(Stored entries)
________________________

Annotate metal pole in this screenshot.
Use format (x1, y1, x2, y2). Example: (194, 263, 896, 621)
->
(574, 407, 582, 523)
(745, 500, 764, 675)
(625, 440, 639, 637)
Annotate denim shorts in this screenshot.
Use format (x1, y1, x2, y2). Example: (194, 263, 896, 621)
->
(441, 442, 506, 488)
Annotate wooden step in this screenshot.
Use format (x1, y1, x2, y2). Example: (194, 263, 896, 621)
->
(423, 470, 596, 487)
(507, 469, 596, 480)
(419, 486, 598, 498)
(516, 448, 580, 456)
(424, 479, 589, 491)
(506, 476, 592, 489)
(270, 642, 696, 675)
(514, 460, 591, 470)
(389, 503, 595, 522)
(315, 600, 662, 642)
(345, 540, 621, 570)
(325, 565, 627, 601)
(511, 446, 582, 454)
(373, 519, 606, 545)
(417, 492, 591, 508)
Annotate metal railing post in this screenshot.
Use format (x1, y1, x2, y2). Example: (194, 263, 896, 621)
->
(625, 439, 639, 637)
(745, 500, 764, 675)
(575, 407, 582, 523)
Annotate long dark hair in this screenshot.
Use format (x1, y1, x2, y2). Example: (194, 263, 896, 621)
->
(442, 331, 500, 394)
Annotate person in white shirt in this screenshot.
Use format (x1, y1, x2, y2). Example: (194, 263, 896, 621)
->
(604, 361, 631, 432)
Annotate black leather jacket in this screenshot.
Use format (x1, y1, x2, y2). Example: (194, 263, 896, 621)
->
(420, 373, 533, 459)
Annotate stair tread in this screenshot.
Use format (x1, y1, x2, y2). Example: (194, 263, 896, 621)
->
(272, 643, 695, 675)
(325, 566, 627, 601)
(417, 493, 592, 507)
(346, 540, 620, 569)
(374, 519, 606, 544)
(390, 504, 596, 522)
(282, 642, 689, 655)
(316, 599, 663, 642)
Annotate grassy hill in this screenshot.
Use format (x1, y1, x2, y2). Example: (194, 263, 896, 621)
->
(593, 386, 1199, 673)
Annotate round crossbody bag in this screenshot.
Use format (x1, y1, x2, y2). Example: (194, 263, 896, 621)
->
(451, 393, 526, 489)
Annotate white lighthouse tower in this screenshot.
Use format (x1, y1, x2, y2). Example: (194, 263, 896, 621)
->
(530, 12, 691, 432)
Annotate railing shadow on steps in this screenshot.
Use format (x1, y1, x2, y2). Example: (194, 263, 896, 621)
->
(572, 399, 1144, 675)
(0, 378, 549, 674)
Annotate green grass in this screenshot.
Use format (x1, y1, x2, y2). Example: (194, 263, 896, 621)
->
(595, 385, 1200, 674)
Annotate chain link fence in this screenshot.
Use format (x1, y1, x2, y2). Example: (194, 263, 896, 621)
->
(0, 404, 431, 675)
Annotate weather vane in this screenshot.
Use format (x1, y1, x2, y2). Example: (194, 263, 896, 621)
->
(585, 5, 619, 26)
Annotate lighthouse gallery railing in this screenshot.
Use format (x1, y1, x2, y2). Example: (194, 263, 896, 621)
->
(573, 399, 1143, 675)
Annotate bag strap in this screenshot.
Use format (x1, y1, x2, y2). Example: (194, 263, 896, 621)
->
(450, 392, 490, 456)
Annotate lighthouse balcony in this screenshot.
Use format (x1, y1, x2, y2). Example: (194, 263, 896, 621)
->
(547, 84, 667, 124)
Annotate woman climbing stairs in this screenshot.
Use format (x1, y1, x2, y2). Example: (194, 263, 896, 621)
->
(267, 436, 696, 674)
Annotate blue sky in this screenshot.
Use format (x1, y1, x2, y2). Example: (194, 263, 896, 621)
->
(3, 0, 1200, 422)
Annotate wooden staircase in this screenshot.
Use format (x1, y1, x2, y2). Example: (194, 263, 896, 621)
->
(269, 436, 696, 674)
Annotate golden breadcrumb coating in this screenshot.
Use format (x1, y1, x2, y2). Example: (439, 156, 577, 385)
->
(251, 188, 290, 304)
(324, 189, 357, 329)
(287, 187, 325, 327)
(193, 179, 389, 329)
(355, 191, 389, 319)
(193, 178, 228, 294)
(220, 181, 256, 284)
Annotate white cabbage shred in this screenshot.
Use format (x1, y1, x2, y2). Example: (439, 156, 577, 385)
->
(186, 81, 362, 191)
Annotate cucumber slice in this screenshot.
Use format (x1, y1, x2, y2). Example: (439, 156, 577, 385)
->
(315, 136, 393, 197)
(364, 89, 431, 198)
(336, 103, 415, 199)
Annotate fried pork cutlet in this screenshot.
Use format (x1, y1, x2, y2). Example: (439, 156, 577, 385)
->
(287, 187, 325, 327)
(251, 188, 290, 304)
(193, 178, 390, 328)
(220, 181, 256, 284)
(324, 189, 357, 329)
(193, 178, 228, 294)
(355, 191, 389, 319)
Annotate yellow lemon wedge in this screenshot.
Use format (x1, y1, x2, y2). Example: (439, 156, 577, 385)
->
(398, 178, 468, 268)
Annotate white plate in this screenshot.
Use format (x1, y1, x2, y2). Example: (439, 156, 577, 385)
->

________________________

*PROBLEM STATEMENT*:
Go line by line through the data, copying each one that contains the word "railing".

*TASK RESPONSE*:
Annotate metal railing post in this screenshot.
Annotate railing shadow on steps in this screenshot.
Annotate lighthouse gallery railing in this screenshot.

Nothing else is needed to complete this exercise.